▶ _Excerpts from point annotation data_
★ ★ ★ ★ ★

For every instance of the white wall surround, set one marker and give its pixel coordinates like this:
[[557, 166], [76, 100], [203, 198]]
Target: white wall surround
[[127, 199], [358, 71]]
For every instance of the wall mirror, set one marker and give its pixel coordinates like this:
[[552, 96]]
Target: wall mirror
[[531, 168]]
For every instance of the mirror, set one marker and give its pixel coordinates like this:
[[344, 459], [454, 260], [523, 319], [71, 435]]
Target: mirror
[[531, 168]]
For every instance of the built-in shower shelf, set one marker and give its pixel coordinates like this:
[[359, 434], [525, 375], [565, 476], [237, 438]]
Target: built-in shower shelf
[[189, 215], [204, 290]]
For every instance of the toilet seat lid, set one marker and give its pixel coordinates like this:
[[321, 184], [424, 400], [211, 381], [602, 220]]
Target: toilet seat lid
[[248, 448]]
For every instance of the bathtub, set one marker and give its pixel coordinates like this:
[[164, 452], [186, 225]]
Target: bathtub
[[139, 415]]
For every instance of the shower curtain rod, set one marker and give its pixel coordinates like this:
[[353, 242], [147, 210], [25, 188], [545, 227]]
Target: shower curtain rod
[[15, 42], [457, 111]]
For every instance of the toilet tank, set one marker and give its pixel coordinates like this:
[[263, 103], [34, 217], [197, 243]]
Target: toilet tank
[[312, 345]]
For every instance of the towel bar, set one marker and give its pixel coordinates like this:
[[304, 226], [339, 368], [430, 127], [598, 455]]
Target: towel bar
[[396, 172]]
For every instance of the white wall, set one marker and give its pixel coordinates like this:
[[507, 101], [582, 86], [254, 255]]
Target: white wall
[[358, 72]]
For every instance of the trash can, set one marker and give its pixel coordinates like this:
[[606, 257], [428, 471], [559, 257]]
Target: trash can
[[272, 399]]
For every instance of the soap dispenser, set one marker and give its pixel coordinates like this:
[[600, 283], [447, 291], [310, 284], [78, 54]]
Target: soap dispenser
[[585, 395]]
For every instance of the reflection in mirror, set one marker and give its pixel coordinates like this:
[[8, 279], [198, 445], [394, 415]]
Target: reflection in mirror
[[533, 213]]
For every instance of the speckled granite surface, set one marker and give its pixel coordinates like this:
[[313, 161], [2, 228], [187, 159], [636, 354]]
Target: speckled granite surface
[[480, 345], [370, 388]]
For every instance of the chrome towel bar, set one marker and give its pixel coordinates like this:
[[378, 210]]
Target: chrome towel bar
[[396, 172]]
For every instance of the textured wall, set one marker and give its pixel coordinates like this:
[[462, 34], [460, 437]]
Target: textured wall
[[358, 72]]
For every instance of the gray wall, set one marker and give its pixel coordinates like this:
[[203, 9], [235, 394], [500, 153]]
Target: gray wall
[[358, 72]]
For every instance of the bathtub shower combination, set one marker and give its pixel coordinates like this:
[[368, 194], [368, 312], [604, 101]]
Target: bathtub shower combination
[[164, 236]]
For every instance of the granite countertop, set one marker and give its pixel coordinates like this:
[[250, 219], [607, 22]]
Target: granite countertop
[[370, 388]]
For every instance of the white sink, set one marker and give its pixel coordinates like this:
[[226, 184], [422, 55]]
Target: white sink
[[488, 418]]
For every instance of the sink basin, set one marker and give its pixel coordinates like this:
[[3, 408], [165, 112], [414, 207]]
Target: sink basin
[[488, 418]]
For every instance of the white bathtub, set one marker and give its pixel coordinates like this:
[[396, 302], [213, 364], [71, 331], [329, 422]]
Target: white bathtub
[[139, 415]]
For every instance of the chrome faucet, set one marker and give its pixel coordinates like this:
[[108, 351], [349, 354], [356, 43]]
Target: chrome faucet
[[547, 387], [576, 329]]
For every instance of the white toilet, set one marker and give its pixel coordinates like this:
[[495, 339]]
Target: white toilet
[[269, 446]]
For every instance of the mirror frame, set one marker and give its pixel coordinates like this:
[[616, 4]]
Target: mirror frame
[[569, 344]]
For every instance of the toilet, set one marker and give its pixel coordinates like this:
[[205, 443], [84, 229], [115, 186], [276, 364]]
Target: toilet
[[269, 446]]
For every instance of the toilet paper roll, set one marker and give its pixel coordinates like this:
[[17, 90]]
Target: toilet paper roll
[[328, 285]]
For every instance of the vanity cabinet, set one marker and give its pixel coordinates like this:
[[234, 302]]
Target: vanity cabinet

★ ★ ★ ★ ★

▶ _Task_
Reproduce the lines of the items above without any changes, starting with the line that contains "For every instance of the chrome faucet, set" and continuing through the last line of the items.

▶ _Exercise answer_
For every instance of the chrome faucet, set one marker and give its pixel coordinates like this:
[[108, 351], [349, 354], [356, 43]]
Target: chrome faucet
[[547, 387], [576, 329]]
For every instance of the white toilet, set one marker and give its pixel coordinates like this:
[[495, 339]]
Target: white toilet
[[269, 446]]
For every instance of the mirror frame, set one marker and give its pixel coordinates like this:
[[616, 4]]
Target: mirror frame
[[569, 344]]
For every instance of the toilet, set one marker and give its pixel coordinates like this:
[[205, 443], [84, 229], [115, 186], [276, 364]]
Target: toilet
[[269, 446]]
For every instance of the toilet paper roll, set one marker and give its pixel coordinates like this:
[[17, 90]]
Target: toilet paper roll
[[328, 285]]
For every instance of the vanity cabinet, set one marker and give its pixel coordinates like this:
[[234, 302]]
Target: vanity cabinet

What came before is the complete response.